— What is required —
Every record must be written out once more, with nothing added or omitted.

— Material provided —
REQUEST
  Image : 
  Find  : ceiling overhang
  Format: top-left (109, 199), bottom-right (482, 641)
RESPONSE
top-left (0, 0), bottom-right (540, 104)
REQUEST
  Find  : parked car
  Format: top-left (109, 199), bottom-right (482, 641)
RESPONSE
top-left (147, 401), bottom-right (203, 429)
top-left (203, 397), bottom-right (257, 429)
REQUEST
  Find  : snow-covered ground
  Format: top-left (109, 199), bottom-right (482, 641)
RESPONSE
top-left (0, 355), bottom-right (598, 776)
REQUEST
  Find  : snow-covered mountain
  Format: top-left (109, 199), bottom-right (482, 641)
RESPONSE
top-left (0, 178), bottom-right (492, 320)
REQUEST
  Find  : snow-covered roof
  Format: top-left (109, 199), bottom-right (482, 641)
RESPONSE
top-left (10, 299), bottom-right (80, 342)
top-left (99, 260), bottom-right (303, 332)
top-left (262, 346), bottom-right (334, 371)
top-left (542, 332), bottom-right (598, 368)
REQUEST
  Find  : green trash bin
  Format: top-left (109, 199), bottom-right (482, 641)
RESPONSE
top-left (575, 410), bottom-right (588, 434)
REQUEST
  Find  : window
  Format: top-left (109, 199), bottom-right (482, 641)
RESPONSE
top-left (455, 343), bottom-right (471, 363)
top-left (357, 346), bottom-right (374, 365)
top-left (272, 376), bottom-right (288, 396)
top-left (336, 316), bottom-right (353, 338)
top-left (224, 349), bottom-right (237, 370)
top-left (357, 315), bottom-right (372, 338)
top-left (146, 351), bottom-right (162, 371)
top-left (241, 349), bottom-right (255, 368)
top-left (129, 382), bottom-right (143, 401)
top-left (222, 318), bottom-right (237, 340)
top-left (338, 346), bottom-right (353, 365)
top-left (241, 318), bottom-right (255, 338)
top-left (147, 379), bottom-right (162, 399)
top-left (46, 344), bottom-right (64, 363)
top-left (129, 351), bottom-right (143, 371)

— Written response —
REQUEST
  Image : 
  Find  : ceiling overhang
  Format: top-left (109, 199), bottom-right (482, 641)
RESPONSE
top-left (0, 0), bottom-right (540, 104)
REQUEST
  Find  : parked car
  Format: top-left (109, 199), bottom-right (482, 641)
RESPONSE
top-left (147, 401), bottom-right (203, 429)
top-left (203, 397), bottom-right (257, 429)
REQUEST
  Find  : snow-covered ground
  Format: top-left (109, 199), bottom-right (482, 641)
RESPONSE
top-left (0, 355), bottom-right (598, 776)
REQUEST
  Find  : snow-covered mountain
  Format: top-left (109, 199), bottom-right (482, 641)
RESPONSE
top-left (0, 178), bottom-right (492, 320)
REQUEST
  Find  : snow-covered roof
  Format: top-left (109, 199), bottom-right (482, 641)
RESPONSE
top-left (10, 299), bottom-right (80, 342)
top-left (99, 260), bottom-right (303, 332)
top-left (262, 346), bottom-right (334, 371)
top-left (542, 332), bottom-right (598, 368)
REQUEST
  Find  : green trash bin
  Format: top-left (109, 199), bottom-right (482, 641)
RESPONSE
top-left (575, 410), bottom-right (588, 434)
REQUEST
  Find  : window
  Format: top-left (109, 199), bottom-right (482, 641)
RESPONSE
top-left (455, 343), bottom-right (471, 363)
top-left (357, 346), bottom-right (374, 365)
top-left (272, 376), bottom-right (288, 396)
top-left (336, 316), bottom-right (353, 338)
top-left (224, 349), bottom-right (237, 370)
top-left (357, 315), bottom-right (372, 338)
top-left (146, 351), bottom-right (162, 371)
top-left (241, 349), bottom-right (255, 368)
top-left (129, 382), bottom-right (143, 401)
top-left (222, 318), bottom-right (237, 340)
top-left (338, 346), bottom-right (353, 365)
top-left (241, 318), bottom-right (255, 338)
top-left (147, 379), bottom-right (162, 399)
top-left (46, 344), bottom-right (64, 363)
top-left (129, 351), bottom-right (143, 371)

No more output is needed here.